**What you will do:** Copy out the lines of the entries below verbatim, from the line containing "Find the dark cloud;" to the line containing "Give the mask of every instance of the dark cloud.", both included.
[Start of Information provided]
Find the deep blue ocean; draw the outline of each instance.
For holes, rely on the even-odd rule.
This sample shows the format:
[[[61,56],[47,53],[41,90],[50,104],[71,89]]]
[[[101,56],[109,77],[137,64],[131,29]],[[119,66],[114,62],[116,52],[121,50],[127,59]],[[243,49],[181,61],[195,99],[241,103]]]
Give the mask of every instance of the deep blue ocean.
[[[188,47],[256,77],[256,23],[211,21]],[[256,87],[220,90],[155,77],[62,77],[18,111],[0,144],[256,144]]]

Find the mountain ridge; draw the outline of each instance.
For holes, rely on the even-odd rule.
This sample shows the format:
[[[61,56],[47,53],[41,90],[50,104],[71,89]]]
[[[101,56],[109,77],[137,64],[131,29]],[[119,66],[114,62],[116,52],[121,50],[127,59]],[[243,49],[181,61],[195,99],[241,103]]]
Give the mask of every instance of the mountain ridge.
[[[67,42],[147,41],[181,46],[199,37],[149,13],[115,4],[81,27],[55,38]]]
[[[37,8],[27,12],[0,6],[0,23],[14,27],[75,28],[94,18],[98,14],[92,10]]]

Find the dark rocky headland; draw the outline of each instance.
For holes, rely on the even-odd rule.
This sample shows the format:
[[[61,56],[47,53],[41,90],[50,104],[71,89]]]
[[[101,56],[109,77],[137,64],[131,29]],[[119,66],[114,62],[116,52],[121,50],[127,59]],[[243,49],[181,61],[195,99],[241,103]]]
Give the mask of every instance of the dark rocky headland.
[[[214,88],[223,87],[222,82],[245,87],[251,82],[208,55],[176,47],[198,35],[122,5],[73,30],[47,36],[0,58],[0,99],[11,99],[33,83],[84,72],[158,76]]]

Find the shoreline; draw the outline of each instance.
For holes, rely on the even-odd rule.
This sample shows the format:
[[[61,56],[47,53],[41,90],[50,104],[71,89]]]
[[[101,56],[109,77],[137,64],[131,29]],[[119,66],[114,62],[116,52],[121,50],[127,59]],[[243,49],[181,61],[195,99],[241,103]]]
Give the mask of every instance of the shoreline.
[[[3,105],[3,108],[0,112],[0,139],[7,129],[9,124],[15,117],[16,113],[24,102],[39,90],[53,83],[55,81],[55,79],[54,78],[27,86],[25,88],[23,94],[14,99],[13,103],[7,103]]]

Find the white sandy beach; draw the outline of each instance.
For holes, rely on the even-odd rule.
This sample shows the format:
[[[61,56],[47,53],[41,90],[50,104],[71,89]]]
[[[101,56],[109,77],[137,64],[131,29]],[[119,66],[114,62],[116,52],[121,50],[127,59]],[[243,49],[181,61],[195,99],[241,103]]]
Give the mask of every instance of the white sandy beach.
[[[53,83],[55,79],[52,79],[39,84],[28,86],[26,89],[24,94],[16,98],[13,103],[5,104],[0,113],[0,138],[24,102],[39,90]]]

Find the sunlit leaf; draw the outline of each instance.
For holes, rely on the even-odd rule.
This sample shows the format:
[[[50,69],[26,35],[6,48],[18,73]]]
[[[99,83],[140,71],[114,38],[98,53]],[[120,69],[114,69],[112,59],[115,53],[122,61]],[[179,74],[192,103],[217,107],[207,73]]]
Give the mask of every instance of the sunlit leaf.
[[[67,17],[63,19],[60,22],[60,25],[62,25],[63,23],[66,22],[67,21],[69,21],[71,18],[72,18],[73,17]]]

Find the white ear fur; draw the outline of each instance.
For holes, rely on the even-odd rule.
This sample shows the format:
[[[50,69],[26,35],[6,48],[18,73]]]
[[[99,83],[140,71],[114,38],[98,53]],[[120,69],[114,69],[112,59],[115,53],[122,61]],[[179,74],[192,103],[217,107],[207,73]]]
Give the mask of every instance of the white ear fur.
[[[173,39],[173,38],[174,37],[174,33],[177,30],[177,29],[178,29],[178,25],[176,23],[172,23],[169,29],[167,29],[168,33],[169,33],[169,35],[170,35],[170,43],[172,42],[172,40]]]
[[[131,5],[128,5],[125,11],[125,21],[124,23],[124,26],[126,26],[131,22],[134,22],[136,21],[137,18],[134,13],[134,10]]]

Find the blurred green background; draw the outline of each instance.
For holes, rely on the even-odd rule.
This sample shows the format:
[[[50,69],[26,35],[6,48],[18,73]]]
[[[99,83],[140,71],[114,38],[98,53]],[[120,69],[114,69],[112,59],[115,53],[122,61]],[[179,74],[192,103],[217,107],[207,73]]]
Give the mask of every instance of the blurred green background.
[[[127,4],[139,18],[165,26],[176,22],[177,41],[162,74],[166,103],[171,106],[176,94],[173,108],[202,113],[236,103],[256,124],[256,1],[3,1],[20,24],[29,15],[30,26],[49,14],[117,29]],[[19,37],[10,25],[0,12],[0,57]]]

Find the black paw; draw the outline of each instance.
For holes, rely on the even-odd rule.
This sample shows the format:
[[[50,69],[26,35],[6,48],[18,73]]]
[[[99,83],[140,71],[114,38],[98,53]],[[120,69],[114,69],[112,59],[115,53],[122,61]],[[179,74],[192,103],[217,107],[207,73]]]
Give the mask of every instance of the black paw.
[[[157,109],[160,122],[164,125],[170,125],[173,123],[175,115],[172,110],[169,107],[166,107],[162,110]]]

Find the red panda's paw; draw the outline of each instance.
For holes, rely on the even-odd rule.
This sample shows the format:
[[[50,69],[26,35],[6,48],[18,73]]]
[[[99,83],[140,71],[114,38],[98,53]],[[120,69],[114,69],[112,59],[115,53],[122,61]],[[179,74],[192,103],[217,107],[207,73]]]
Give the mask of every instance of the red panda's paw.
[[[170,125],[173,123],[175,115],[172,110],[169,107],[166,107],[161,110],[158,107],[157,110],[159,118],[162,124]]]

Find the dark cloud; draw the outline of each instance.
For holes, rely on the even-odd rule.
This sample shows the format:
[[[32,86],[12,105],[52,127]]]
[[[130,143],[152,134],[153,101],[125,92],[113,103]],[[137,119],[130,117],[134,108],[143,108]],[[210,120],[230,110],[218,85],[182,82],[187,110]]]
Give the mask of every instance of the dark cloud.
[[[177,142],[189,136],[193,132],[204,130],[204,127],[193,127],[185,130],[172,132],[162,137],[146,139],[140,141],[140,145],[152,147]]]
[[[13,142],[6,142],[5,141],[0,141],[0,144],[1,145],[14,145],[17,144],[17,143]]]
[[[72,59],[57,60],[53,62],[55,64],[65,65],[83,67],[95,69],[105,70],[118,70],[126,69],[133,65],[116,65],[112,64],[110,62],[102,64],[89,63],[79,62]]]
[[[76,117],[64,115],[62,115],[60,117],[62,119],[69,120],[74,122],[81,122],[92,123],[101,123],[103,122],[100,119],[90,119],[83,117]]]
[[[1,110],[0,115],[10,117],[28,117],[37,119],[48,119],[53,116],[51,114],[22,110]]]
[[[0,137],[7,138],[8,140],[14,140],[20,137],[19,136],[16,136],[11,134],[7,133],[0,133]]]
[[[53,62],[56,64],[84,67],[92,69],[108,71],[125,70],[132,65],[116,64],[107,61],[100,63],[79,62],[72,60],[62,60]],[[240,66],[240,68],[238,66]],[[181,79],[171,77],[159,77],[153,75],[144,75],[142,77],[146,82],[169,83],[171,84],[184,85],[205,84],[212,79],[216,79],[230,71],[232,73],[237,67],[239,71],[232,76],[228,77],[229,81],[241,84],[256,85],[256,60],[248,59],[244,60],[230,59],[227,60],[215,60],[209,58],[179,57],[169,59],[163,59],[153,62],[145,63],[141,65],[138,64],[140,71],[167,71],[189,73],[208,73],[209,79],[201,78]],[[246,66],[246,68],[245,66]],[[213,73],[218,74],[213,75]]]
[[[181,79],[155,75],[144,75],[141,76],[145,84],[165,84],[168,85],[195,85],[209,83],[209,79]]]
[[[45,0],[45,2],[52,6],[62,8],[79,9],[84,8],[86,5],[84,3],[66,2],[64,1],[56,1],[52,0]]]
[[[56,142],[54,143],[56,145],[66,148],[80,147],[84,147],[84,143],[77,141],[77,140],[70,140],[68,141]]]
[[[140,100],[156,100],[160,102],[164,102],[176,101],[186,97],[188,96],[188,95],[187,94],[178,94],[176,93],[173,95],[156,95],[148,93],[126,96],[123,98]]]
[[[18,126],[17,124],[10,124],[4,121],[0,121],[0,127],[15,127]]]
[End of Information provided]
**Reply:**
Find the dark cloud; draw the outline of each instance.
For holes, rely on the even-odd rule.
This sample shows the format:
[[[32,86],[12,105],[52,127]]]
[[[130,143],[152,134],[153,101],[125,92],[113,103]],[[137,119],[130,117],[134,108],[143,108]],[[210,120],[230,110],[218,85],[182,82],[187,110]]]
Give the mask of every instance of the dark cloud.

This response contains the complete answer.